----- Passage shown -----

Bottom buckets: Where are you now?

Have seen a lot of stories of people getting top bucket on this forum but not so much on the other end.

For those who did not get top: what happened and where are you now? How did you move forward after getting a low bonus?

Personally had a lot of positive reviews so was quite shocked, but interested in hearing from others who experienced the same.

 

Fellow BB here. I, however, could see it coming as I was putting in little effort (working ~50 hour weeks in my 2nd year) and wanted to leave at the end of two years. I compared the incremental after-tax pay with the substantially less hours I worked to my fellow top bucket colleagues who got worked like dogs, and it came out to ~$15 an hour for that "overtime". To me, my time out with friends, family and Hinge dates is worth more than that. I still have a handful of great references, so will leverage that to a niche buyside role or corp dev / strategic finance to optimize my pay with how much the job consumes my life. After all, ~90% of people end up leaving banking, and this role is great to take out of college to preserve your optionality within finance (despite the agony we surely endured at times). The job market isn't great at the moment, but have loved the time off so far. Best of luck, brother.

 
Funniest

Nah hinge dates never worth it. Girls will respect you more if they see you ignoring them during dates, and getting the coveted top bucket status (they know your fingers flow smooth on that keyboard)

 
Controversial

Damn all the bottom buckets are congregating here, and seem to be displeased at the fact that girls don't respect them (surely not as displeased as the girls they aren't able to please). I said it once, and I'll say it again, NYC girls like bankers because they make nice money, are always busy (especially not emotionally available), good with fingers (although if you're top bucket, you don't have time for that and go straight to business), act like bankers (cancel dates, don't text back for 2 days, don't apologize to anyone except your MD, are constantly talking about how bad the MBA associates are at Excel and PPT, etc.), and most important of all, prioritize themselves. If an NYC girl hears that you let go off the top bonus, or didn't prioritize your career to spend few more hours with her, she'll dump you the same day (yes, it sounds pathetic, but so are the NYC girls) 

 

Would love to here more feel like this hasn’t been discussed enough

 

Bucket status is also not meritocratic in many cases I've seen. If they hear you've secured an exit op or plan to leave, your bonus is at risk of being docked, especially in this market environment. It's business, nothing personal. You have to look out for yourself in this industry, and loyalty is valued only to the point at which its convenient to discard of you

 

Top bucket the following year and promoted. 
 

The hardest part was admitting that I was wrong. I took the feedback very very seriously, and spent the next year completely focused on getting better. Would have been emotionally satisfying in the short term to get p*ssed and try to lateral, but staying put and getting better was the right approach. 
 

Look, negative feedback sucks, and some of it is biased, political and unfair. Look past that stuff. No one goes to Wall Street for fairness anyway. There are some really critical truths in the negative feedback that you need to pay attention to. Be open to those, and act. 
 

To reiterate, negative feedback sucks, but can also be a huge gift if you let it be. The trick is to find someone you can get regular interim feedback from, so that you can make quick adjustments. People want to see you improve, and most will respect the hard work that it takes to do so.

 

Top bucket the following year and promoted.

----- Provided material -----

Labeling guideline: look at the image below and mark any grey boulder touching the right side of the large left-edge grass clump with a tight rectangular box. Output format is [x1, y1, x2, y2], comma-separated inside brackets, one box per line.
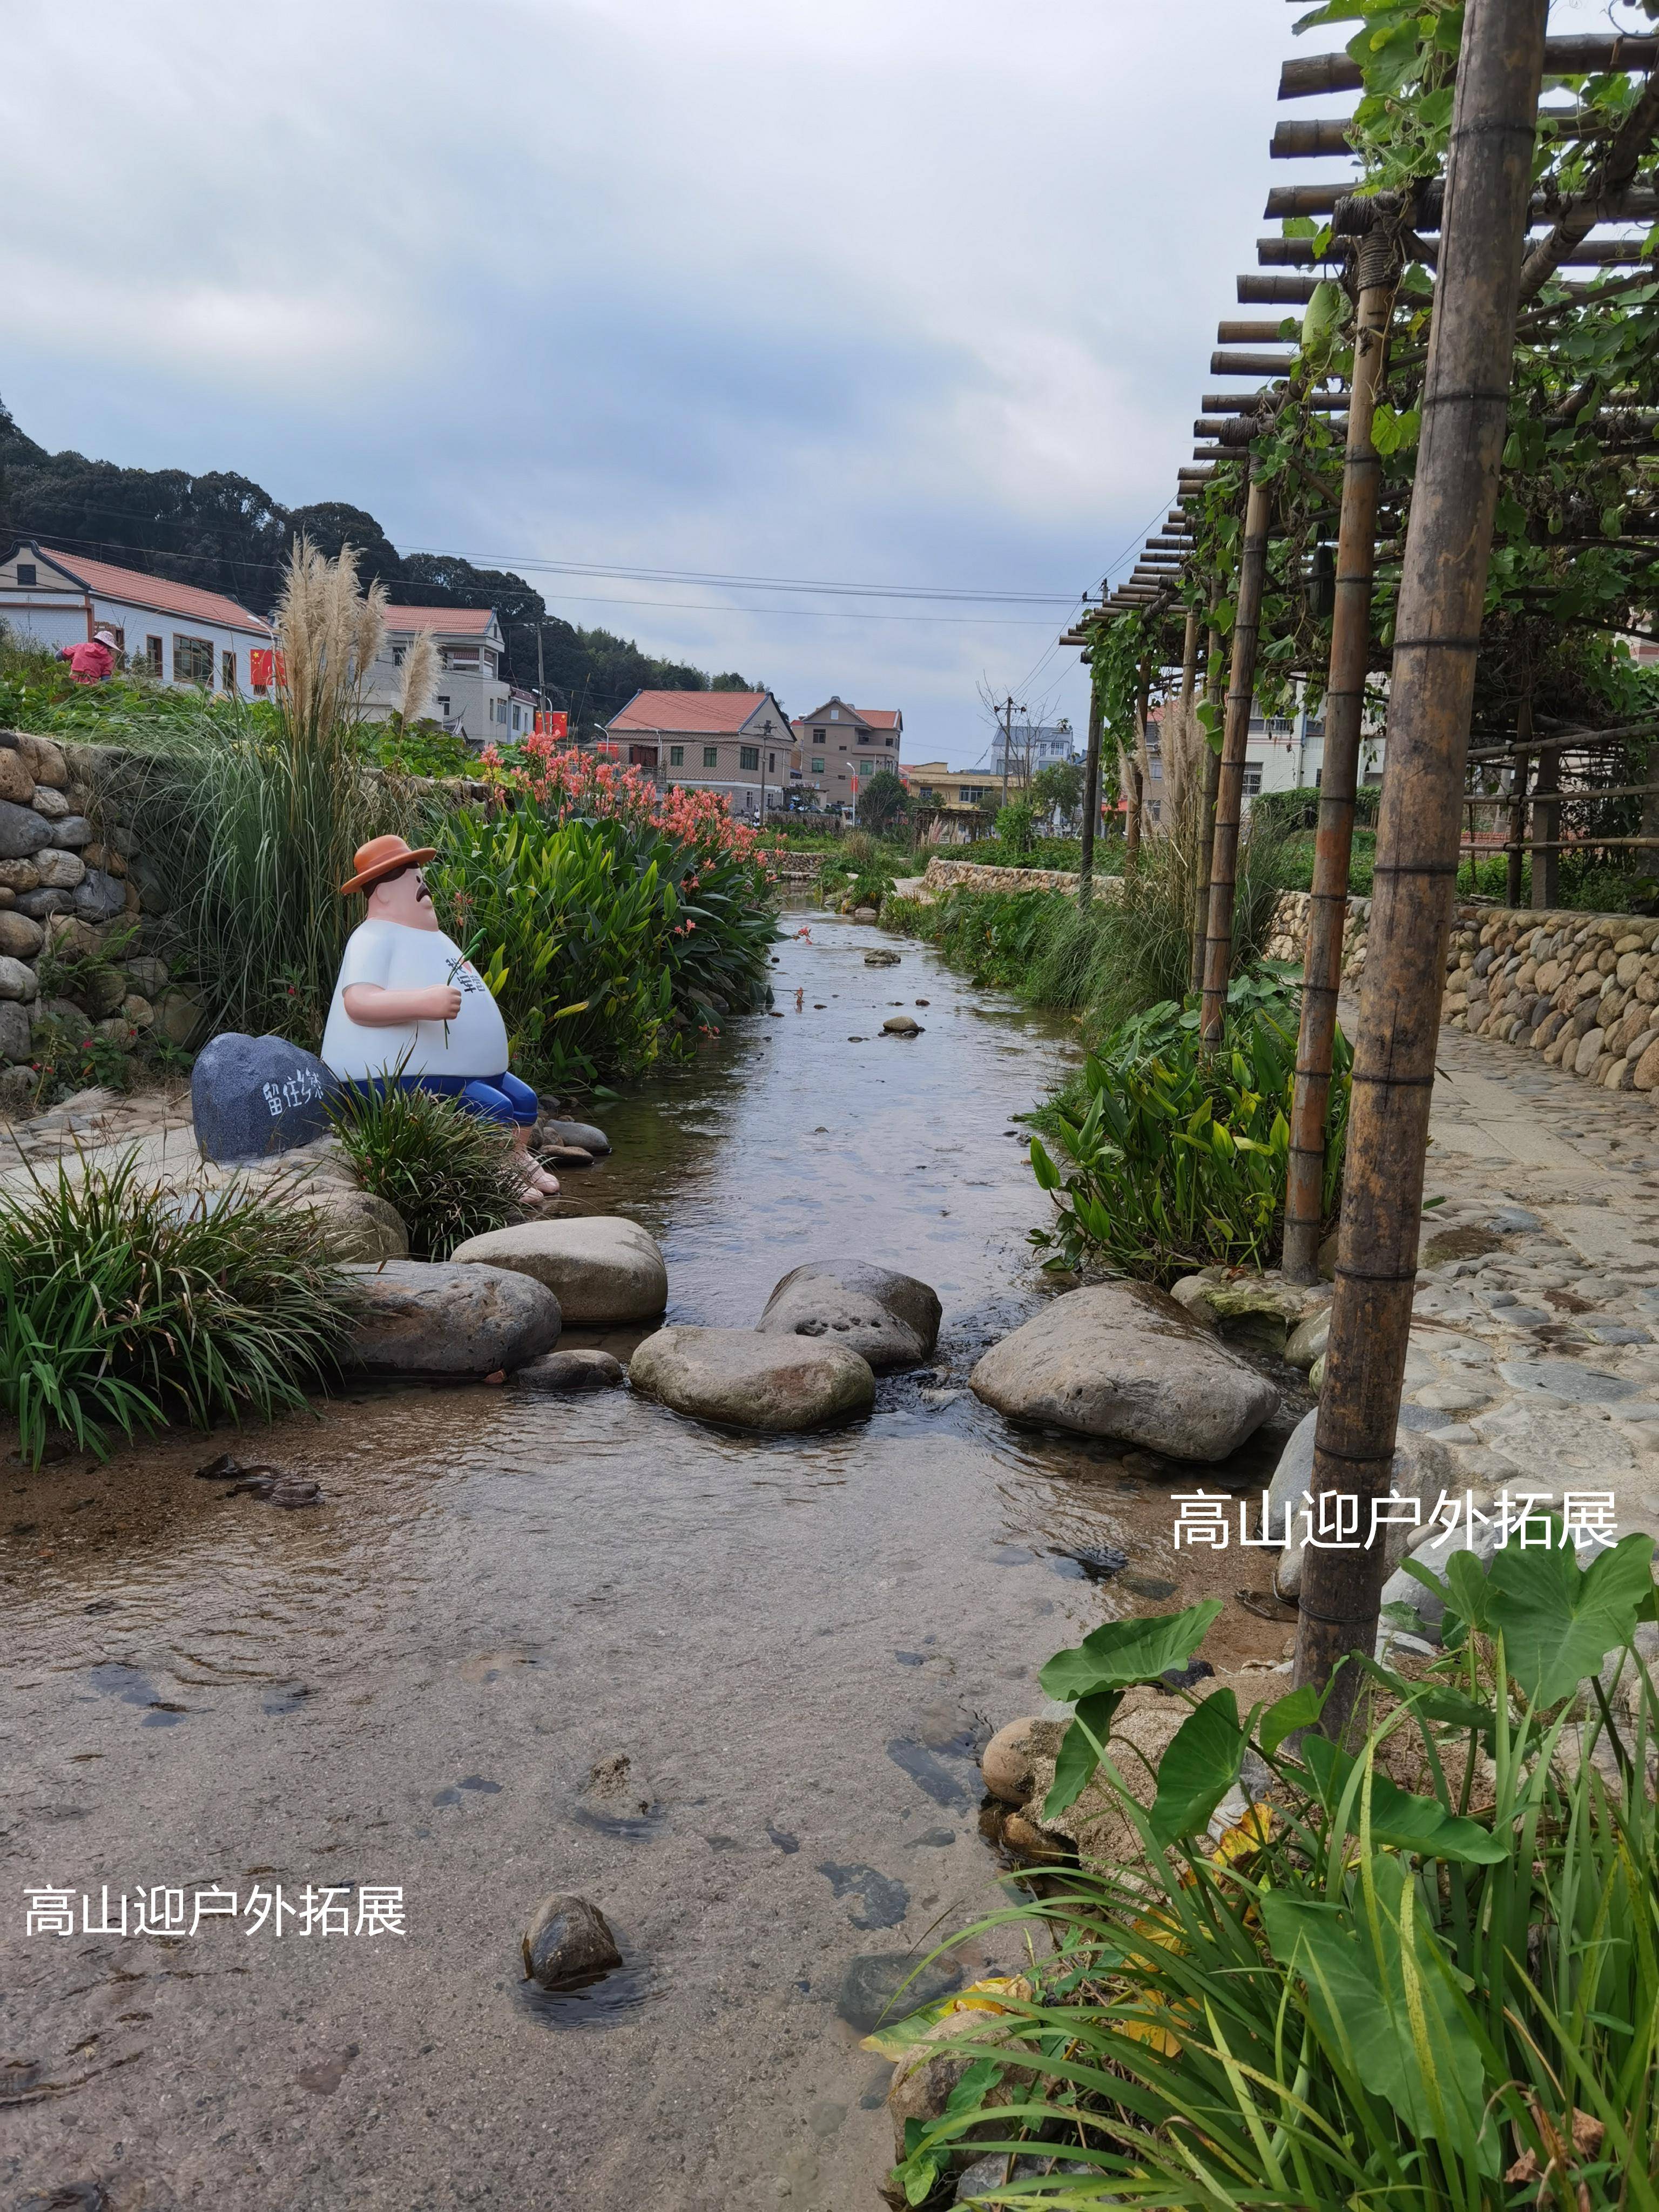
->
[345, 1259, 559, 1376]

-----

Answer these about the forum thread on bottom buckets:
1. In the reply that begins "Fellow BB here," about how many hours a week did the poster work in the second year?
2. In the reply that begins "Bucket status is also not meritocratic," what puts a bonus at risk of being docked?
3. In the reply that says "No one goes to Wall Street for fairness anyway," what did the poster call the hardest part?

- [Reply]:
1. About 50 hours a week.
2. The bank hearing that you've secured an exit opportunity or plan to leave.
3. Admitting that they were wrong.